PROVIDED INFORMATION:

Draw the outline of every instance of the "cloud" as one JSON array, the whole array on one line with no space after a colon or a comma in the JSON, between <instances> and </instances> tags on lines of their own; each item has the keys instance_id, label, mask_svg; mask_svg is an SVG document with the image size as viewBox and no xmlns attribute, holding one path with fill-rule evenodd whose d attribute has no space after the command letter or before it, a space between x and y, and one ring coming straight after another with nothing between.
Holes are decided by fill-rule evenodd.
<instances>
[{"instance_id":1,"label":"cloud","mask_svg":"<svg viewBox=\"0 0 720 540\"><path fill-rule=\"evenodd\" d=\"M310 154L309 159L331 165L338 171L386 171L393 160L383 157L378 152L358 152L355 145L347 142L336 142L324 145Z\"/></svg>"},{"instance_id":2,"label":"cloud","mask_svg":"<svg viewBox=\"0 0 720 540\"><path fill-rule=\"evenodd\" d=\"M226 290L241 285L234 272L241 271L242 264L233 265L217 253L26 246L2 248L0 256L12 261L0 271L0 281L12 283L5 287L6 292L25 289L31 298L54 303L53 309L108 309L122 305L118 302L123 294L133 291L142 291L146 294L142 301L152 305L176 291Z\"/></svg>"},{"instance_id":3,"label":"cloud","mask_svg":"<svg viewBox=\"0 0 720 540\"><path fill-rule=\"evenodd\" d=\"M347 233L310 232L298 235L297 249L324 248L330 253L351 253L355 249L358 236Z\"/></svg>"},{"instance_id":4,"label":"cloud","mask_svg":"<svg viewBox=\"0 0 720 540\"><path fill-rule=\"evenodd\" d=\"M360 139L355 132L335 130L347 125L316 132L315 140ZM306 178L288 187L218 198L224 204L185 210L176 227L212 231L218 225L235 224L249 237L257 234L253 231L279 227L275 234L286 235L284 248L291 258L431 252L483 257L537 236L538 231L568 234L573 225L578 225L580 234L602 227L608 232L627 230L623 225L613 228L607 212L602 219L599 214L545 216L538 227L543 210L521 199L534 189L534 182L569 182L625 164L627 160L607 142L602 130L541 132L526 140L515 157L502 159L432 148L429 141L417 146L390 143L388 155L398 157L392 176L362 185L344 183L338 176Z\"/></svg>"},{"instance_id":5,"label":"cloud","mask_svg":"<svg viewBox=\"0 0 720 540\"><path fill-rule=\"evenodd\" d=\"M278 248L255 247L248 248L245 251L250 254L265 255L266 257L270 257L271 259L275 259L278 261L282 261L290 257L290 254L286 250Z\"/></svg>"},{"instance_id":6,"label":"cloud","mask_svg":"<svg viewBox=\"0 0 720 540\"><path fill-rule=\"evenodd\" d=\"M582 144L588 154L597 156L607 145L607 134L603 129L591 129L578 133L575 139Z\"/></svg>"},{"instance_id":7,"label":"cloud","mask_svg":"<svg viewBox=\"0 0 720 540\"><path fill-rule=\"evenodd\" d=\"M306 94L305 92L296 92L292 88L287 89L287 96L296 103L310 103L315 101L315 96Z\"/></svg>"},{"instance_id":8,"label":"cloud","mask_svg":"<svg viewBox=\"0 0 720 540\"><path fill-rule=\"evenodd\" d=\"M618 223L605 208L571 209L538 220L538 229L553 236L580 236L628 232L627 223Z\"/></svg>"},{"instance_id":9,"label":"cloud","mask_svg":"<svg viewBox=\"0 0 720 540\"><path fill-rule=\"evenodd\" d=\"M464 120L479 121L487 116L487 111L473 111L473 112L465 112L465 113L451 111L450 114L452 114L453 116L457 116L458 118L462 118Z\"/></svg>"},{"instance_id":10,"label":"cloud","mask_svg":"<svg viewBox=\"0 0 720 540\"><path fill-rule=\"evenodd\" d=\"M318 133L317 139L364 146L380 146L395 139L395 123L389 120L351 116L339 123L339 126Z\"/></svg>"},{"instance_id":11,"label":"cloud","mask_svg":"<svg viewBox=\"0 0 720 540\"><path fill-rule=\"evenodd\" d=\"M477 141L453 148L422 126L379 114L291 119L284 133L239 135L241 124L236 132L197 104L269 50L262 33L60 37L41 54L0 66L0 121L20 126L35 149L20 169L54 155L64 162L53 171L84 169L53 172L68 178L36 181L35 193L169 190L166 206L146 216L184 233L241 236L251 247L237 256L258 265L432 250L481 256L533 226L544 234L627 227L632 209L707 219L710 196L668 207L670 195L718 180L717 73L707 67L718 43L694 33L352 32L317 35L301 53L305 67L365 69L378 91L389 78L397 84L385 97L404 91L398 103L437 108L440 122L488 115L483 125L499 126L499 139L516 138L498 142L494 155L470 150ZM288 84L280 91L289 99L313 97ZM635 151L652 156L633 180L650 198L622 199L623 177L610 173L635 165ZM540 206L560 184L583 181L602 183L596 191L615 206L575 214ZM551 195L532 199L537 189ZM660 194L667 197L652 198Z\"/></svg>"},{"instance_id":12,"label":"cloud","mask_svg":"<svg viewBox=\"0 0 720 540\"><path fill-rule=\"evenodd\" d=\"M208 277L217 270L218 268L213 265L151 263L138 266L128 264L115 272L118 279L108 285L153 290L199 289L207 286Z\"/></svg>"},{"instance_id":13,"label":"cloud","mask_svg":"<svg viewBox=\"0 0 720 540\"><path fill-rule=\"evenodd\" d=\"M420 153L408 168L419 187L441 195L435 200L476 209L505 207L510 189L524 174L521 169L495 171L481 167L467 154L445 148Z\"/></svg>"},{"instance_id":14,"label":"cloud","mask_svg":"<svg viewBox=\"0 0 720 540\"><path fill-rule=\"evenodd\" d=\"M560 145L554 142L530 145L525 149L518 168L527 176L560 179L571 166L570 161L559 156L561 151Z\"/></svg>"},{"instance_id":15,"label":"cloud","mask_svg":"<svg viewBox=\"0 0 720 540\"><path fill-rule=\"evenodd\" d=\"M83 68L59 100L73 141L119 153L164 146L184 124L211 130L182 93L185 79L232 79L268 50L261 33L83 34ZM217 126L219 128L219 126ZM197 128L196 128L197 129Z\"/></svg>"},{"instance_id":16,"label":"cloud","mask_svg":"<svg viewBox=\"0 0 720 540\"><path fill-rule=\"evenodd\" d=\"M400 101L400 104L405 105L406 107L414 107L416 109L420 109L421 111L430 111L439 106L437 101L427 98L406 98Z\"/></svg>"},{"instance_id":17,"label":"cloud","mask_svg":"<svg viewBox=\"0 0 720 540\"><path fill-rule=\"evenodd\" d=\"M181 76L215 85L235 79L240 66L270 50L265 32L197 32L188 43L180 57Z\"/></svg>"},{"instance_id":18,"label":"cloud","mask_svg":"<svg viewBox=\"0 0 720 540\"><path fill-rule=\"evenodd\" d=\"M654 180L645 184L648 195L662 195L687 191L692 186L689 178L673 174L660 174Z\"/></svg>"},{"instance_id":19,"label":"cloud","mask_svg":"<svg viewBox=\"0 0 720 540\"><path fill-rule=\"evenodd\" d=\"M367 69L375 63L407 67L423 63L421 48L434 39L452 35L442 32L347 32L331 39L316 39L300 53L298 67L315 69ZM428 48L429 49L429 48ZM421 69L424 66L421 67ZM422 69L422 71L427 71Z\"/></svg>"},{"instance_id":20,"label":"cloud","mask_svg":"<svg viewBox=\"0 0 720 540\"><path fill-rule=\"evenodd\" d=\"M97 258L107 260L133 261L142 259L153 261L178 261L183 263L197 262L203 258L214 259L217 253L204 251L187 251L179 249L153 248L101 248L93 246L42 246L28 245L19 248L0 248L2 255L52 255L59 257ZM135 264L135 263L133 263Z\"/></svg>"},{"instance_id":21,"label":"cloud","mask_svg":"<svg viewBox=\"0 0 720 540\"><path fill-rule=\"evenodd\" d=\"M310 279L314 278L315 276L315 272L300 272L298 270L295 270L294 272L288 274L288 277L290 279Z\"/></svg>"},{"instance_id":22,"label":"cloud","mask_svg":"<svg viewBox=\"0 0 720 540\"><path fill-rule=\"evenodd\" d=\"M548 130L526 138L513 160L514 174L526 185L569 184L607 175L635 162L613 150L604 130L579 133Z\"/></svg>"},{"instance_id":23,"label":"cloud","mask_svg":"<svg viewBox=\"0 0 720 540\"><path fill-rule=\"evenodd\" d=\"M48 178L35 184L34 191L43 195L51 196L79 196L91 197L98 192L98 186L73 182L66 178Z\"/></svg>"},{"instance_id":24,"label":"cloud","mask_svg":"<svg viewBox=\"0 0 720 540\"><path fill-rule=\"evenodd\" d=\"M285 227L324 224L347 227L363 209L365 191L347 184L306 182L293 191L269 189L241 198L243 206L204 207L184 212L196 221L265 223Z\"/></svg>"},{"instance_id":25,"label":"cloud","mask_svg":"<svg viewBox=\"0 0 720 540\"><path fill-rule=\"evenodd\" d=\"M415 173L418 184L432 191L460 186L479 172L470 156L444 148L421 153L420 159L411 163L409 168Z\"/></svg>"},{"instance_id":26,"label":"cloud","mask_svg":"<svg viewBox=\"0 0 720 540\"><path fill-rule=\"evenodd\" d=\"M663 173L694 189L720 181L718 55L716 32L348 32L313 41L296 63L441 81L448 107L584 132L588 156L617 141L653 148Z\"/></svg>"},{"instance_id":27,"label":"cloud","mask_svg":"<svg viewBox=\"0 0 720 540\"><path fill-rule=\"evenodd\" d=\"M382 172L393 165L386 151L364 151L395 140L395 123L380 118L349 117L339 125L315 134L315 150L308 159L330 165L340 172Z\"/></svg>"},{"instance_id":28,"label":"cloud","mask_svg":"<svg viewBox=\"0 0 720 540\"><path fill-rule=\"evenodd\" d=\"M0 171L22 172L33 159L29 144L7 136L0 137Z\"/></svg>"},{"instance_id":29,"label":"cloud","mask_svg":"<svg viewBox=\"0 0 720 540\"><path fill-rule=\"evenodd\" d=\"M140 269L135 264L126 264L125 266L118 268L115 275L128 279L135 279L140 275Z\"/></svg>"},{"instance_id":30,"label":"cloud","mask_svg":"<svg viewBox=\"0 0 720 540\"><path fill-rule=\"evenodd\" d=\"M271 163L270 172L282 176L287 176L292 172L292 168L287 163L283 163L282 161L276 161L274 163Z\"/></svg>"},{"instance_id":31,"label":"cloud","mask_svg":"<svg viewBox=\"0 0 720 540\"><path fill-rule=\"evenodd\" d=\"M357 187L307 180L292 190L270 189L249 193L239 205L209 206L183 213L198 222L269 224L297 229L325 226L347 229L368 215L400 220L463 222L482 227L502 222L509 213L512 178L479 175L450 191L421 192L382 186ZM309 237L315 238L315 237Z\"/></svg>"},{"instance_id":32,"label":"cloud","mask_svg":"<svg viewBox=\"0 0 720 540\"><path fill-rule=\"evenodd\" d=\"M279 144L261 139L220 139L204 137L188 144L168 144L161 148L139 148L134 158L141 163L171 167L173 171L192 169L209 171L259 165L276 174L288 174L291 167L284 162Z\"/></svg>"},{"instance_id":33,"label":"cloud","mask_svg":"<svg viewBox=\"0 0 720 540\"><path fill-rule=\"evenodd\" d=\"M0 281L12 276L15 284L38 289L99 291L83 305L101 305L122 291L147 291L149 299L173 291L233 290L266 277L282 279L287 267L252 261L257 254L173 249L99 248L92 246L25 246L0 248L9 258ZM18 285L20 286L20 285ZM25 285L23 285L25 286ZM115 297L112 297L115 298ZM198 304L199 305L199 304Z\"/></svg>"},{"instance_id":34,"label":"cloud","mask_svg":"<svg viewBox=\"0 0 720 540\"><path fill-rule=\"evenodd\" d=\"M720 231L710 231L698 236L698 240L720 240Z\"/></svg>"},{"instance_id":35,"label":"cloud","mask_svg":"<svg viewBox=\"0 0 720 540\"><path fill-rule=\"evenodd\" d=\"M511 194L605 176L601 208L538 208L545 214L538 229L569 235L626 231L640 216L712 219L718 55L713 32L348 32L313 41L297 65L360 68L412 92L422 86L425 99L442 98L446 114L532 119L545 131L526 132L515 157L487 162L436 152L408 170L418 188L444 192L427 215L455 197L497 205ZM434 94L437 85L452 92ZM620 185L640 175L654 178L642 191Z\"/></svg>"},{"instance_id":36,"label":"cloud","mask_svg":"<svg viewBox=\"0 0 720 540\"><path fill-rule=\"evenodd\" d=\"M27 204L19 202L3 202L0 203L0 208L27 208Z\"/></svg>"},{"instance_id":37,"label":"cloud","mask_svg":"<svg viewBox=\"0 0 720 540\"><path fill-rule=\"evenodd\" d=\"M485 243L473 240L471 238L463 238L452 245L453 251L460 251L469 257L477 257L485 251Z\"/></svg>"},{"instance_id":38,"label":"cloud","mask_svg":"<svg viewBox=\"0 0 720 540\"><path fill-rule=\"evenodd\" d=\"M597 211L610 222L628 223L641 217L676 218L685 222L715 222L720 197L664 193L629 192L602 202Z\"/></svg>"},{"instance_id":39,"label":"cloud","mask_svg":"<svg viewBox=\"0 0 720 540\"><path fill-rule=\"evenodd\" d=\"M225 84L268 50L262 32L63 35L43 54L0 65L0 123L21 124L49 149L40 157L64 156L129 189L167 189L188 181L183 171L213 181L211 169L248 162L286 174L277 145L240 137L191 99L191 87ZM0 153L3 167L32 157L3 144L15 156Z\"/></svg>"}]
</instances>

WHAT NEEDS TO BE DONE: Search the material above for the word "instances", and return each line that holds it.

YOUR SOLUTION:
Draw the outline of every instance of the "cloud" as one JSON array, the whole array on one line with no space after a colon or a comma in the JSON, between <instances> and </instances> tags on lines of their own; each item has the keys instance_id, label, mask_svg; mask_svg is an SVG document with the image size as viewBox and no xmlns attribute, holding one path with fill-rule evenodd whose d attribute has no space after the command letter or before it, a space between x and y, and one ring coming straight after another with nothing between.
<instances>
</instances>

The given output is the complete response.